**SOURCE PASSAGE**
Labor's Norm Foster votes against his party's anti-uranium stance in 1982 to allow the Olympic Dam mine

Labor party member of South Australia's Legslative Council, Norm Foster (right), took a rebel stand against his party to cast the deciding vote for the Olympic Dam mine project. The mine's uranium output contined to be the target of anti-nuclear protestors.
The uranium aspect of the Olympic Dam mine, in South Australia’s north, made it controversial from the start and the target of continuing protests. The Australian Labor Party (ALP) was divided over uranium mining generally, and Olympic Dam in particular, up to the early 1980s.
One of those who pronounced the Olympic Dam project a “mirage in the desert” was Mike Rann a New Zealand anti-uranium campaigner from New Zealand who came to work for South Australian premier Don Dunstan in 1977.
Liberal Party premier David Tonkin, who succeeded Dunstan, advocated mining and the Olympic Dam indenture agreement to the state parliament in 1982. Its passing in the Legislative Council upper house came down to one man: Labor’s Norm Foster. The former wharf worker Foster had sat on the select committee into Olympic Dam and wasn’t convinced uranium mining was an environmental or ethical scourge. On the day before a final vote on the project he resigned from the Labor party “following threats on his life, and abuse to his wife during debate on the Bill”, The Advertiser reported.
The next day, “Stormy Normie” crossed the floor of parliament to give his vote to the government and clear the way for the new mine.

**TASK INSTRUCTIONS**
1. Decide whether each statement agrees with the passage on Norm Foster and the Olympic Dam vote. Answer yes or no for each and quote the exact words of the passage that settle it.
(a) Foster left the Labor party the day before the final vote on the project.
(b) David Tonkin spoke against the Olympic Dam indenture agreement in parliament.
(c) The Labor party was united on uranium mining up to the early 1980s.
2. Continue the passage on Norm Foster and the Olympic Dam vote from the point where it stops.
None of the material is needed for this work.

**DATASET EXTRACT**

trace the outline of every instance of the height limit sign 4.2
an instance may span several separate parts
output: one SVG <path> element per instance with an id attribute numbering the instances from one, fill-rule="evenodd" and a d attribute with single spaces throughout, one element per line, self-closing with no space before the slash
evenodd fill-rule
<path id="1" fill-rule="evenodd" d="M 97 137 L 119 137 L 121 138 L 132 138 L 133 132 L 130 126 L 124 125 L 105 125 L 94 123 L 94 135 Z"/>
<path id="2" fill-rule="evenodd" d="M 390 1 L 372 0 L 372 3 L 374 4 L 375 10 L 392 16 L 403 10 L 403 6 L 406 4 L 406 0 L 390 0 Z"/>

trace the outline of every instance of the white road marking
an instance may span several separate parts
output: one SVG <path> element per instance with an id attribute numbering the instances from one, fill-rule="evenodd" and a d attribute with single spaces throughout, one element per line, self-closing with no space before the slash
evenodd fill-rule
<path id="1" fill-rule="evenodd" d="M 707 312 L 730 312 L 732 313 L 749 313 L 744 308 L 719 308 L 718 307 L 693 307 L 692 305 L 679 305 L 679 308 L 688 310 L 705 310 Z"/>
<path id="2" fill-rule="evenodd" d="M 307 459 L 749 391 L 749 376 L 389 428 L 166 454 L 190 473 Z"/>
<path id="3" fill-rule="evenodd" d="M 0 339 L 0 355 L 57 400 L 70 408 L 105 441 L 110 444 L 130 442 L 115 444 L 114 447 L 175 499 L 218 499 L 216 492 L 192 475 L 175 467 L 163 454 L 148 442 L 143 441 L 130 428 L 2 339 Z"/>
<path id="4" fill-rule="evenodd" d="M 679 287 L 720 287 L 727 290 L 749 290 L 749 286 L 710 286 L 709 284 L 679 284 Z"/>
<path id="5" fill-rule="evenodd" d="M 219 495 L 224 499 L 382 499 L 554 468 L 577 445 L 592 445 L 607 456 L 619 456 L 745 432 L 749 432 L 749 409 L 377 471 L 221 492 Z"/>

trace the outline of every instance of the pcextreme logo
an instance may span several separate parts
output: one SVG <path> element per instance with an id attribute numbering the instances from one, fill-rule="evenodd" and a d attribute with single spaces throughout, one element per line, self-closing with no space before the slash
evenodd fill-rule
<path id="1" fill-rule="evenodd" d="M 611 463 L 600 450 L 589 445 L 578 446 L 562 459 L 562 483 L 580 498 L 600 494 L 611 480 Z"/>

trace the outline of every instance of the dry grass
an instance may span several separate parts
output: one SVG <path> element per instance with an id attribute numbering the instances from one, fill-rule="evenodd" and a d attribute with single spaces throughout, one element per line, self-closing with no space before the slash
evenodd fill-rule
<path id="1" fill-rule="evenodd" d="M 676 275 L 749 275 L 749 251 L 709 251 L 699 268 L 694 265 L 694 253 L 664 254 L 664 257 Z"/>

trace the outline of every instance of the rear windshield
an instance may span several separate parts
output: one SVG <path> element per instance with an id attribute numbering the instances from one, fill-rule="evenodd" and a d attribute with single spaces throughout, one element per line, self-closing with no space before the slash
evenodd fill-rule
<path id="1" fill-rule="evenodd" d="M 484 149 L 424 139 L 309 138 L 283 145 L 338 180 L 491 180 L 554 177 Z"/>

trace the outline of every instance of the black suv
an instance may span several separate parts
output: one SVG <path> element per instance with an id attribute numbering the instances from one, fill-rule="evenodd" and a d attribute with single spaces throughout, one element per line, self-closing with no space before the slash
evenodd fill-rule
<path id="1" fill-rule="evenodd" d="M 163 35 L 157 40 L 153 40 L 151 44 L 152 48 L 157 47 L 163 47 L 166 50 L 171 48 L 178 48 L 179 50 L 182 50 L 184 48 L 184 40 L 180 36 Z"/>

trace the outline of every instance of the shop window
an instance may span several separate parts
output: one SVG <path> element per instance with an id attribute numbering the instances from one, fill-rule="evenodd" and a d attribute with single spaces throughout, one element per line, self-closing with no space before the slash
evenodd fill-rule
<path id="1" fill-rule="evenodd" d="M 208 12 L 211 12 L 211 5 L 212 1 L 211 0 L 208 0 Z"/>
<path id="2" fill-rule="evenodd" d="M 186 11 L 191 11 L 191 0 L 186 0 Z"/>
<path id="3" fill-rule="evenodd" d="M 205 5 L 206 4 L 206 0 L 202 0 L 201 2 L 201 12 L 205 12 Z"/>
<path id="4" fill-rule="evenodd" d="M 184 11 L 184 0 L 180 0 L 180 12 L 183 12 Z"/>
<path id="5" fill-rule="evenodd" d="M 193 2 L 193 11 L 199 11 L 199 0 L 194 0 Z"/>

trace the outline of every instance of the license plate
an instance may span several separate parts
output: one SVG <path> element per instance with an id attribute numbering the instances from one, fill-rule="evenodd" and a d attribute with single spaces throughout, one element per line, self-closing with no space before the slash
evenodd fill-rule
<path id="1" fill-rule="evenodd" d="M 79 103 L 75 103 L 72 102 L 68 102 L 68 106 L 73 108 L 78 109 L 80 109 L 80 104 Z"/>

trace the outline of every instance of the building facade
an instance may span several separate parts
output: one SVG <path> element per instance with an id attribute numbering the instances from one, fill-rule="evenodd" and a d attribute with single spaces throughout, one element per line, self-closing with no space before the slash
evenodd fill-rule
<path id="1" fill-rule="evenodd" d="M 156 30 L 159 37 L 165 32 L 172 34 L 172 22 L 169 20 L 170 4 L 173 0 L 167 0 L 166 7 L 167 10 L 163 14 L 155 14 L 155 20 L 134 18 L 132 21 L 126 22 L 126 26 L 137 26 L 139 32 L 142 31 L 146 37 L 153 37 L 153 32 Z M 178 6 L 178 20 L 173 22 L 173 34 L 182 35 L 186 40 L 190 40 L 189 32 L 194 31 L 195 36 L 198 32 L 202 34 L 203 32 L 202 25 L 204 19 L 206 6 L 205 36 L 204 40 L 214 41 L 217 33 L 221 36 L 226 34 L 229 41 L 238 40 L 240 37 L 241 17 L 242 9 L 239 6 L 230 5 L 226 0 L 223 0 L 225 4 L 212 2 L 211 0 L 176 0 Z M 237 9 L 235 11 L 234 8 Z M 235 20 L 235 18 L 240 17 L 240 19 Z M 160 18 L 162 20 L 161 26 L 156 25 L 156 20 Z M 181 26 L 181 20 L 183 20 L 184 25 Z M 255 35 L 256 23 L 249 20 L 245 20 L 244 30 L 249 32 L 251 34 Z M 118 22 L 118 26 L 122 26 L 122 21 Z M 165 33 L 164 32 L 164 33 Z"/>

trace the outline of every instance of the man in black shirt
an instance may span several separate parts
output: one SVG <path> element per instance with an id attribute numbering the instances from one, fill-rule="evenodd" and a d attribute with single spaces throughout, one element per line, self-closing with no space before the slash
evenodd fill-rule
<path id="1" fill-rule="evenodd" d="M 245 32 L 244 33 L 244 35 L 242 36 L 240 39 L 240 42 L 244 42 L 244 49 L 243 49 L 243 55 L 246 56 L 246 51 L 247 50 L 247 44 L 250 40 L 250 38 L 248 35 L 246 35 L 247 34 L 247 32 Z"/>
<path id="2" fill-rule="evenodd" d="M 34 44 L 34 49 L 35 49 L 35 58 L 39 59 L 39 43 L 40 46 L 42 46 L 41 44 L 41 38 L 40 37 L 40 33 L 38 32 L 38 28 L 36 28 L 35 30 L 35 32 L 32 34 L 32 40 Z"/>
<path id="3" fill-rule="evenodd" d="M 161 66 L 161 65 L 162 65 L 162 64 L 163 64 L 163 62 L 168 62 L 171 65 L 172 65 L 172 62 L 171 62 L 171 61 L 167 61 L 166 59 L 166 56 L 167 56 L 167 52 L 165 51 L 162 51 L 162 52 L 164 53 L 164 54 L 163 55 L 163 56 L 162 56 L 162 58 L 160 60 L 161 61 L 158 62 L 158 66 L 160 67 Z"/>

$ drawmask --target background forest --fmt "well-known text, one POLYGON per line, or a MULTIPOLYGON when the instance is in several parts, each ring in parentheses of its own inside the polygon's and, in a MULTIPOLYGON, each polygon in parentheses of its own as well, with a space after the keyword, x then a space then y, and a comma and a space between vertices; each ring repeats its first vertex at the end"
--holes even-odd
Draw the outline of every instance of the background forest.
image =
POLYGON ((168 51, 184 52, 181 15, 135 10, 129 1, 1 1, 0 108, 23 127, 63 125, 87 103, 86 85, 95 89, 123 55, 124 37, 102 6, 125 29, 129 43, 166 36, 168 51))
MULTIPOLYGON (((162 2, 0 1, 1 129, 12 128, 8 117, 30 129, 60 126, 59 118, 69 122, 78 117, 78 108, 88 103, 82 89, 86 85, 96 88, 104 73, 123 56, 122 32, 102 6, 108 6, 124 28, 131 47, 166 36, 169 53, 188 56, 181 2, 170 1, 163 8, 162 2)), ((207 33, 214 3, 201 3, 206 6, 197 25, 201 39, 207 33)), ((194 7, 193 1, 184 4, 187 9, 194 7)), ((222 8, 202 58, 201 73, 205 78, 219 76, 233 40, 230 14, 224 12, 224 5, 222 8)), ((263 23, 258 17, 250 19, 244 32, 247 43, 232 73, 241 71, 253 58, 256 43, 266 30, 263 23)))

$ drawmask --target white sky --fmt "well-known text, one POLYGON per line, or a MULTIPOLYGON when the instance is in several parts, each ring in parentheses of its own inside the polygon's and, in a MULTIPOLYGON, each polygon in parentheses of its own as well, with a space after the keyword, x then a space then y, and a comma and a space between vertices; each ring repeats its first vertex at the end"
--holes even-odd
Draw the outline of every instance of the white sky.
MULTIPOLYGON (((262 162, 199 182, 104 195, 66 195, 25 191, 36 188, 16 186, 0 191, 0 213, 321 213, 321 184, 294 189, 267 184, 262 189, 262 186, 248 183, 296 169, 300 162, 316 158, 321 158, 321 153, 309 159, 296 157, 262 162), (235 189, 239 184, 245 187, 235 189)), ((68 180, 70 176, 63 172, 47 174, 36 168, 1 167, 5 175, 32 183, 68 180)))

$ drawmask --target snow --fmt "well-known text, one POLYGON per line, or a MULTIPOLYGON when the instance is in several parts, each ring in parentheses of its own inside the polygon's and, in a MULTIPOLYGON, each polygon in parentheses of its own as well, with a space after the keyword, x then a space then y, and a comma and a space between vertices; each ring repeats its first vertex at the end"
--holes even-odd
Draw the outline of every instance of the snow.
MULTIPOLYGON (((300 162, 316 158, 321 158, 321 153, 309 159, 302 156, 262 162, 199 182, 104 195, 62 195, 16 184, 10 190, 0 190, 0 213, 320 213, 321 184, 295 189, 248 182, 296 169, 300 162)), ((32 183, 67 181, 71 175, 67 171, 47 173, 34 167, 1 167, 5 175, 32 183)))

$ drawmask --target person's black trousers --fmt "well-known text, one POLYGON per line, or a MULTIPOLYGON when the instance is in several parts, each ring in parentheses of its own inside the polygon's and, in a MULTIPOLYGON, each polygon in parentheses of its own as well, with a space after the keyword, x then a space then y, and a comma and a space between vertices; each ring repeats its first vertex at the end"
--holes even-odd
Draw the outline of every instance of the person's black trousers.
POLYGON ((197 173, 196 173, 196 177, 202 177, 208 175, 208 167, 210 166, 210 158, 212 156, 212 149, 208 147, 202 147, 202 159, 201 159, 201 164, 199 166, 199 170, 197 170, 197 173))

**PER-TASK ANSWERS**
1.
(a) Yes: "On the day before a final vote on the project he resigned from the Labor party"
(b) No: "advocated mining and the Olympic Dam indenture agreement to the state parliament in 1982"
(c) No: "The Australian Labor Party (ALP) was divided over uranium mining generally, and Olympic Dam in particular, up to the early 1980s"

2.
Labor returned to office later in 1982 but by then it had taken on the pre-election pro-Olypic Dam stance through incoming premier John Bannon. At a federal level, the ALP amended its ban on uranium mining at its annual conference in Hobart, clearing the way for the three mines policy that gave the Bob Hawke government the flexibility to approve Olympic Dam.
Mike Rann, who worked for Bannon and later, entered in parliament in 1985, would later, as premier, champion Olympic Dam’s expansion. Foster’s role also was later acknowledged positively by the Labor party who restored his membership.
The first of physical protests against the Olympic Dam mine and its workers’ town called Roxby Downs were widely publicised in 1983 and 1984. Students, lawyers, teachers and environmentalists joined the cause, many recently returned from the Franklin Dam protests in Tasmania. The protests mostly targeted the nuclear industry but another issue was the impact on the water supply from the artesian basin and the Mound Springs north of the town.